# [REQUIRED ACTION A]
Summarize the text on the Sabaean and Awsanite kingdoms in two sentences.
# [REQUIRED ACTION B]
Pick up the text on the Sabaean and Awsanite kingdoms after its final sentence and write its continuation.

# [TEXT PROVIDED]

The first Sabaean period came to a close as the Roman Republic expanded to conquer Syria and Egypt in 63 and 30 BCE, respectively. They diverted the overland trade route through the Sabaean kingdom into a maritime trade route that went through the Hadhramaut port city of Qani. They even attempted to siege Marib, the Sabaean capital, but were unsuccessful. Greatly weakened, they were annexed by the neighbouring Himyarite Kingdom. Saba was able to regain their independence around 100 CE to onset a second period of their civilization. Notably, power dynamics had shifted from oasis cities like Marib and Sirwah to groups occupying the highlands. Ultimately, Himyar permanently re-annexed them, around 275 CE.

===Kingdom of Awsan (8th century BCE – 7th century BCE)===

Awsan was a South Arabian kingdom that lasted from the 8th to 7th centuries BCE, with a brief resurgence in the 2nd or 1st century BCE. Awsan is centered around a wadi called the Wadi Markha. The name of the capital of Awsan is unknown, but it is assumed to be the tell that is today known as Hagar Yahirr, the largest settlement in the wadi. The territory under its control was sizable enough that it was a powerful contender in local power politics. In the late 7th century BCE, under the reign of its ruler Murattaʿ, Awsan entered a military conflict with the Kingdom of Saba that brought about its demise. The Sabaean king, Karib'il Watar, defeated Awsan and proceeded to obliterate it. An inscription left behind claims that Karib'il killed over 16,000 people and took 40,000 more as prisoners. After this event, the wadi was left abandoned, and Awsan disappeared from the historical record for the time being. Saba had divided its territory between its then-allies, Qataban and Hadhramaut. Half a millennium later, when Qataban's control over the Wadi Markha was declining, Awsan was able to briefly re-emerge, in the 2nd or 1st centuries BCE. This final phase of the Awsanite kingdom is the only period in South Arabian history where kings were deified.

# [DATA EXTRACT]
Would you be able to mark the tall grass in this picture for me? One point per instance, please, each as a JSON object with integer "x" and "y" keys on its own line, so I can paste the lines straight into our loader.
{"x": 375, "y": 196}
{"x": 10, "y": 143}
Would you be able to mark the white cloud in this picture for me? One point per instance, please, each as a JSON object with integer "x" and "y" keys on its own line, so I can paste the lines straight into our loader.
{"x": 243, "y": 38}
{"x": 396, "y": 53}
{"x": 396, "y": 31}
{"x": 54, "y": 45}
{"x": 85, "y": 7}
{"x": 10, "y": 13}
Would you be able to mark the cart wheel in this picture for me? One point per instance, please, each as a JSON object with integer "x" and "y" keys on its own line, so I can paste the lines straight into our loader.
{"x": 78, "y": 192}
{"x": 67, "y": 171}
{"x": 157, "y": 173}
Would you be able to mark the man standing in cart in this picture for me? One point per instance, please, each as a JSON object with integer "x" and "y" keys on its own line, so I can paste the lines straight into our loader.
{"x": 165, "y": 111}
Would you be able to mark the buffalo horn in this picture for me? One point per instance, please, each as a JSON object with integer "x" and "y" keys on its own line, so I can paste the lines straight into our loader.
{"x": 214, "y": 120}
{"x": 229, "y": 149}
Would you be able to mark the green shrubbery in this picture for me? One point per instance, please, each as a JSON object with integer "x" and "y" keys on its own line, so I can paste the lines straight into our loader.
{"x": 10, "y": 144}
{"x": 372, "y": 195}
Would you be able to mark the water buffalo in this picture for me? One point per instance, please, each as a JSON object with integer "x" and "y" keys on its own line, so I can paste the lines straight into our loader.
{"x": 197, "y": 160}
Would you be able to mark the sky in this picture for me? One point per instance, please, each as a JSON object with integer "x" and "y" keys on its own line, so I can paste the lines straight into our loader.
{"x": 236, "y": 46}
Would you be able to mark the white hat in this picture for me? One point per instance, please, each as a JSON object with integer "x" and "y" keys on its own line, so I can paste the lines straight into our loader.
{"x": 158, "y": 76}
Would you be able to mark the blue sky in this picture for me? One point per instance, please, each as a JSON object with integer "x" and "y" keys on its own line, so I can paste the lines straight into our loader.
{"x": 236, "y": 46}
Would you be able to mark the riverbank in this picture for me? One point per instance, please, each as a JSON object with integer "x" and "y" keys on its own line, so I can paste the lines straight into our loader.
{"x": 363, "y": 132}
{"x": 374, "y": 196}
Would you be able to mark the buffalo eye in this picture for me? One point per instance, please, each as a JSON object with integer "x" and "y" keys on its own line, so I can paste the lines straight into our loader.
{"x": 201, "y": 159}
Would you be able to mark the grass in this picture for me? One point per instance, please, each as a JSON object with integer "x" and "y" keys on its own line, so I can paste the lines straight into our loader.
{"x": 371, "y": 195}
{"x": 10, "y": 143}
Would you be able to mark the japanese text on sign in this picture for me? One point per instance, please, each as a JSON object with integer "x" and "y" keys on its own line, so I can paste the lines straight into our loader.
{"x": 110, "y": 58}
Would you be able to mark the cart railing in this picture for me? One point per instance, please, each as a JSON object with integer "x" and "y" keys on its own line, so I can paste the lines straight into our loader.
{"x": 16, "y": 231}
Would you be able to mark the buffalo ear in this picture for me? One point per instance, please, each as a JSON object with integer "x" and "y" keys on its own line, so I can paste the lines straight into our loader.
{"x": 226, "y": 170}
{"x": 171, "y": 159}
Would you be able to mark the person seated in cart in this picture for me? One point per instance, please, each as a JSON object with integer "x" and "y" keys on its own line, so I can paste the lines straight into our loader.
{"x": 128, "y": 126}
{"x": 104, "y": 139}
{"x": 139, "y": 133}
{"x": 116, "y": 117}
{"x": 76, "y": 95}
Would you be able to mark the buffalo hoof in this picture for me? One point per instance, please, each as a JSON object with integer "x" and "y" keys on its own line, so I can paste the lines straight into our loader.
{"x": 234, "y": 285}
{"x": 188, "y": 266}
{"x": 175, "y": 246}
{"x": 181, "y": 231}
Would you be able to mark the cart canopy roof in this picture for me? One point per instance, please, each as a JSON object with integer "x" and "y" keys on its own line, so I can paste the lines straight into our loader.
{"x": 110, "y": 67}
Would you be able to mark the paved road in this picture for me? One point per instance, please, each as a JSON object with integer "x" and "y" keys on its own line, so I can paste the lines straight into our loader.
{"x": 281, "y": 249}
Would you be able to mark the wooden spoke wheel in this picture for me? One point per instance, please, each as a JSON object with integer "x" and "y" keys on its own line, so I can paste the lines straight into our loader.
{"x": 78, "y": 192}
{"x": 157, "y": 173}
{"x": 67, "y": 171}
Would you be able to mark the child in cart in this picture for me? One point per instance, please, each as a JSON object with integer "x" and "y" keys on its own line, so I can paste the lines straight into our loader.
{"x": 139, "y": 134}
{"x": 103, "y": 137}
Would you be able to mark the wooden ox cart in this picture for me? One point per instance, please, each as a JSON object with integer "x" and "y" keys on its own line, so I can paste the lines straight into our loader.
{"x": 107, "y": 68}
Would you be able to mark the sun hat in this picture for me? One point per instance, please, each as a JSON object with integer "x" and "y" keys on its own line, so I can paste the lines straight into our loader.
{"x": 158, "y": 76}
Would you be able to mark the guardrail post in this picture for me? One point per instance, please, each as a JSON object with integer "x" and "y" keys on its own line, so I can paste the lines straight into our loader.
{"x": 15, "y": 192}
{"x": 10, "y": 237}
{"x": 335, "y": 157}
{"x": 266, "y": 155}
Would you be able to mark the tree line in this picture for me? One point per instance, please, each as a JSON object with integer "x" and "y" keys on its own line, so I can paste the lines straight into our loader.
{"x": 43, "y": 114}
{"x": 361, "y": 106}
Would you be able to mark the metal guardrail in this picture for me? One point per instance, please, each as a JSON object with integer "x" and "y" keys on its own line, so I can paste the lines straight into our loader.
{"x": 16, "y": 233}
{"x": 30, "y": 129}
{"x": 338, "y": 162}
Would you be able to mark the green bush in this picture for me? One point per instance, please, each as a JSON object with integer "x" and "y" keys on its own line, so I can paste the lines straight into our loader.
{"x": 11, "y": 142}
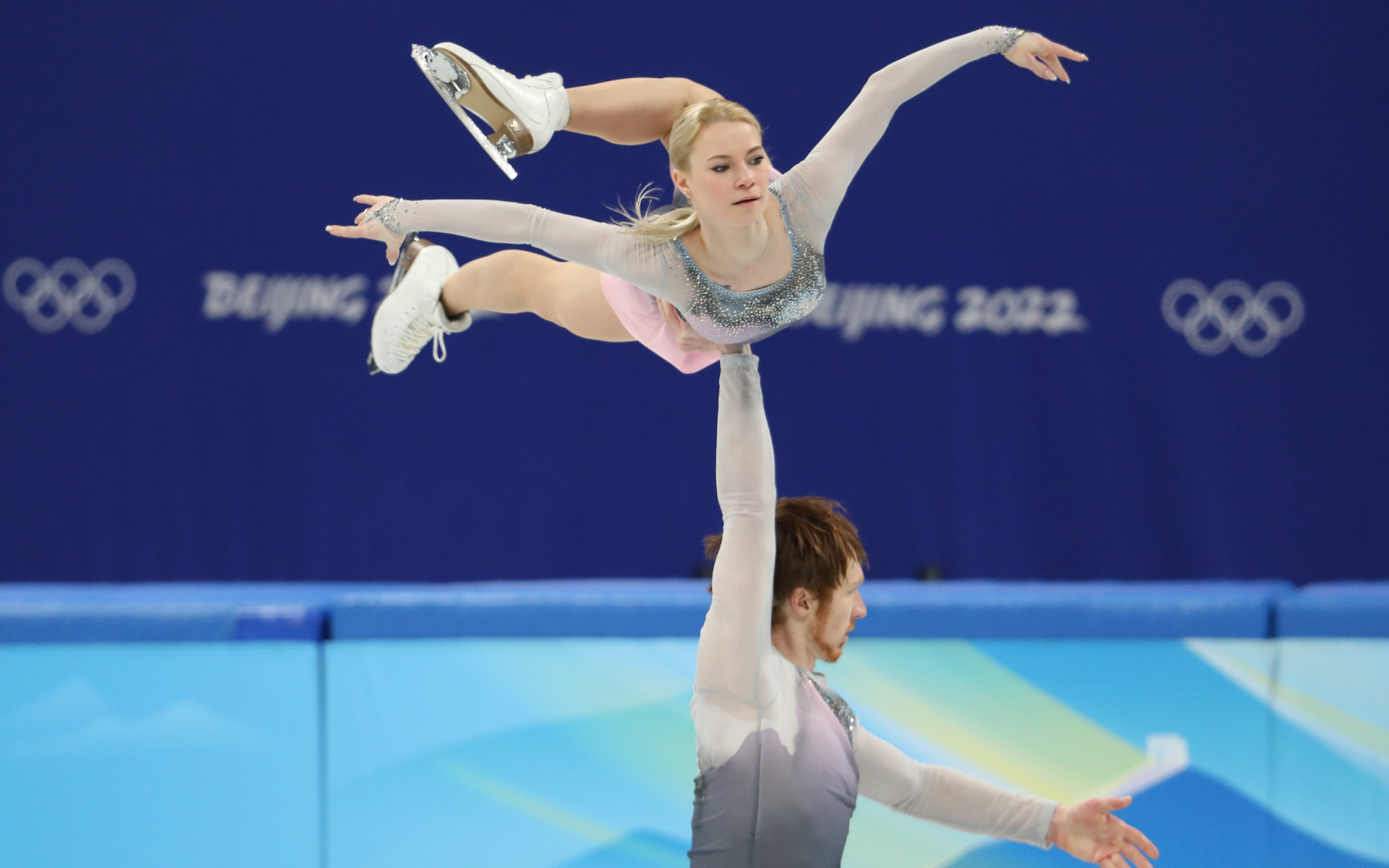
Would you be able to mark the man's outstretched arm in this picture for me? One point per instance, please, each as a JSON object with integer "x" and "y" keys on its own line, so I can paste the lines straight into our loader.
{"x": 953, "y": 799}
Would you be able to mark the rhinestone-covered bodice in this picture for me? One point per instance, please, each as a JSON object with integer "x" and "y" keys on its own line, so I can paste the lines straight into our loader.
{"x": 724, "y": 315}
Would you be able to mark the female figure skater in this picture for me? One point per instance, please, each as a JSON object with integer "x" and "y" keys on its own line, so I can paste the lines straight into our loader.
{"x": 782, "y": 757}
{"x": 742, "y": 260}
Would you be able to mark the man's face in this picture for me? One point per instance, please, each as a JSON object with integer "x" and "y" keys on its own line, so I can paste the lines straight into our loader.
{"x": 836, "y": 616}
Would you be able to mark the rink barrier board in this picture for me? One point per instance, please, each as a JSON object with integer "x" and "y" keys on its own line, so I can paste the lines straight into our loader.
{"x": 974, "y": 608}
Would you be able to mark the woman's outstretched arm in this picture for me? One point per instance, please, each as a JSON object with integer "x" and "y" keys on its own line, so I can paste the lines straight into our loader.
{"x": 824, "y": 175}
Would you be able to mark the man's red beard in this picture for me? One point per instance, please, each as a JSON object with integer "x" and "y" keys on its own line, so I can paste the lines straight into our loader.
{"x": 824, "y": 647}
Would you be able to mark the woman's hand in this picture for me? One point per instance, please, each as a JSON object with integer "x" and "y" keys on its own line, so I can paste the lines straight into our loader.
{"x": 1038, "y": 53}
{"x": 687, "y": 338}
{"x": 1091, "y": 833}
{"x": 370, "y": 226}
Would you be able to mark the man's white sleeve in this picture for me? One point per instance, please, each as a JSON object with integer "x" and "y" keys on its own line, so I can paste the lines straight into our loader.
{"x": 946, "y": 796}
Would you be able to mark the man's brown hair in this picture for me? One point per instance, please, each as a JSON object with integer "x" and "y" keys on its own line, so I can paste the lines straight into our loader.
{"x": 816, "y": 542}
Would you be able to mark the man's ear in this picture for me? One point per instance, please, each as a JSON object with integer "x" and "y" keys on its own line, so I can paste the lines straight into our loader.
{"x": 802, "y": 603}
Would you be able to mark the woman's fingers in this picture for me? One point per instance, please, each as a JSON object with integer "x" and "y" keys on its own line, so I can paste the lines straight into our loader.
{"x": 347, "y": 231}
{"x": 1141, "y": 841}
{"x": 1134, "y": 856}
{"x": 1037, "y": 66}
{"x": 1055, "y": 66}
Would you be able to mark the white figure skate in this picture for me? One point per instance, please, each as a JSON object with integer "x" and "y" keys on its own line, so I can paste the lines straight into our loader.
{"x": 522, "y": 111}
{"x": 412, "y": 312}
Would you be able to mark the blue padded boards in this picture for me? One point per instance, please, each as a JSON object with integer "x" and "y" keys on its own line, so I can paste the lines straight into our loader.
{"x": 560, "y": 608}
{"x": 164, "y": 611}
{"x": 984, "y": 608}
{"x": 896, "y": 608}
{"x": 1337, "y": 608}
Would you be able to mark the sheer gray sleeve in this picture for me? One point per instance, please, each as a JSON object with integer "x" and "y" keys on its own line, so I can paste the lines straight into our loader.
{"x": 823, "y": 178}
{"x": 575, "y": 239}
{"x": 735, "y": 642}
{"x": 946, "y": 796}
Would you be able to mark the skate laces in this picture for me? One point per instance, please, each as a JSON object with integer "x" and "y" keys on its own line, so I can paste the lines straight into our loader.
{"x": 422, "y": 330}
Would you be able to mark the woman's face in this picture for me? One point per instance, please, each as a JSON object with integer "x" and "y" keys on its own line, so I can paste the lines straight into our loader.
{"x": 727, "y": 179}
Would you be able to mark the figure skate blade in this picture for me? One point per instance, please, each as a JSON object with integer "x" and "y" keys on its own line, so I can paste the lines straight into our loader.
{"x": 451, "y": 89}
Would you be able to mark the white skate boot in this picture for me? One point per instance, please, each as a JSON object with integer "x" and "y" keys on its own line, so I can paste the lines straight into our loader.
{"x": 413, "y": 312}
{"x": 522, "y": 111}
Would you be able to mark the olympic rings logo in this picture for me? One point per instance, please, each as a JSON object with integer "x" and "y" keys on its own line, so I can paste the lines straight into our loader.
{"x": 69, "y": 292}
{"x": 1233, "y": 314}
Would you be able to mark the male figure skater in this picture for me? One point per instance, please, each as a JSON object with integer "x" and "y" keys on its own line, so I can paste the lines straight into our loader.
{"x": 782, "y": 757}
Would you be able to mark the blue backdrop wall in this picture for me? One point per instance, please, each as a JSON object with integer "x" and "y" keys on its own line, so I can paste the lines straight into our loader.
{"x": 214, "y": 418}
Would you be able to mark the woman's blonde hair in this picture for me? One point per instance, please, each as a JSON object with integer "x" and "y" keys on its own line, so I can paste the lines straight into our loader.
{"x": 670, "y": 226}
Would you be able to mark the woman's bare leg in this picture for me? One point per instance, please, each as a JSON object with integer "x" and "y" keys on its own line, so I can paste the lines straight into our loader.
{"x": 632, "y": 110}
{"x": 519, "y": 282}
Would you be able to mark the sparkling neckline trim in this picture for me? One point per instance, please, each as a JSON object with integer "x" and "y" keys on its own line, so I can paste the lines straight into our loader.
{"x": 726, "y": 291}
{"x": 842, "y": 712}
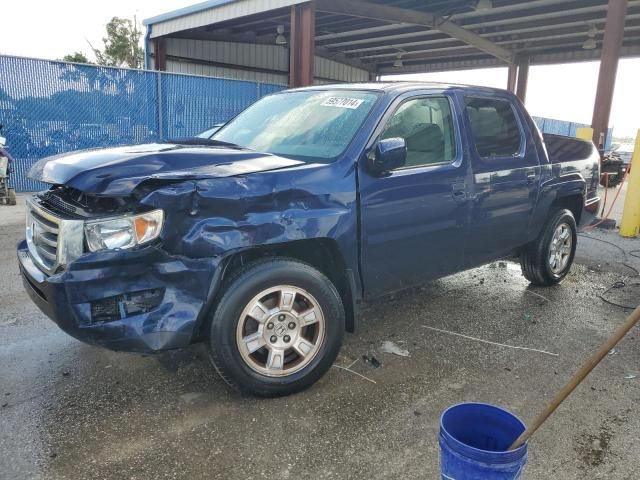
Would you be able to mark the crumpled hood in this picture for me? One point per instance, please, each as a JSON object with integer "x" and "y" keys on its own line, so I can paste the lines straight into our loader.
{"x": 119, "y": 170}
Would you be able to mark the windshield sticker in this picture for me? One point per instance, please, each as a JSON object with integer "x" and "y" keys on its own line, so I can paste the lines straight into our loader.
{"x": 342, "y": 102}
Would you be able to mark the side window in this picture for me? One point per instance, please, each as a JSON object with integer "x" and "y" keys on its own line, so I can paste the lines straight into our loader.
{"x": 494, "y": 127}
{"x": 427, "y": 127}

# [TASK OUTPUT A]
After Rome diverted the overland trade route through Saba to a maritime route through Qani, the weakened Sabaean kingdom was annexed by Himyar, regained its independence around 100 CE, and was permanently re-annexed around 275 CE. Awsan, a kingdom centered on the Wadi Markha, was destroyed by the Sabaean king Karib'il Watar in the late 7th century BCE but briefly re-emerged in the 2nd or 1st century BCE, the only period in South Arabian history when kings were deified.

# [TASK OUTPUT B]
===Kingdom of Ma'in (8th century BCE – 1st century CE)===

The Minaeans, or the inhabitants of the Kingdom of Ma'in, had their capital at Qarna (modern-day Sa'dah). Another important city was Yathill (now known as Baraqish). The Minaean Kingdom was centered in northwestern Yemen, with most of its cities lying along Wādī Madhab. Ma'in was responsible for managing an international frankincense trade and it set up a number of colonies across Arabia and the Mediterranean to manage it. For this reason, Minaic inscriptions have been found far afield of the Kingdom of Maīin, as far away as al-'Ula in northwestern Saudi Arabia and even on the island of Delos and Egypt.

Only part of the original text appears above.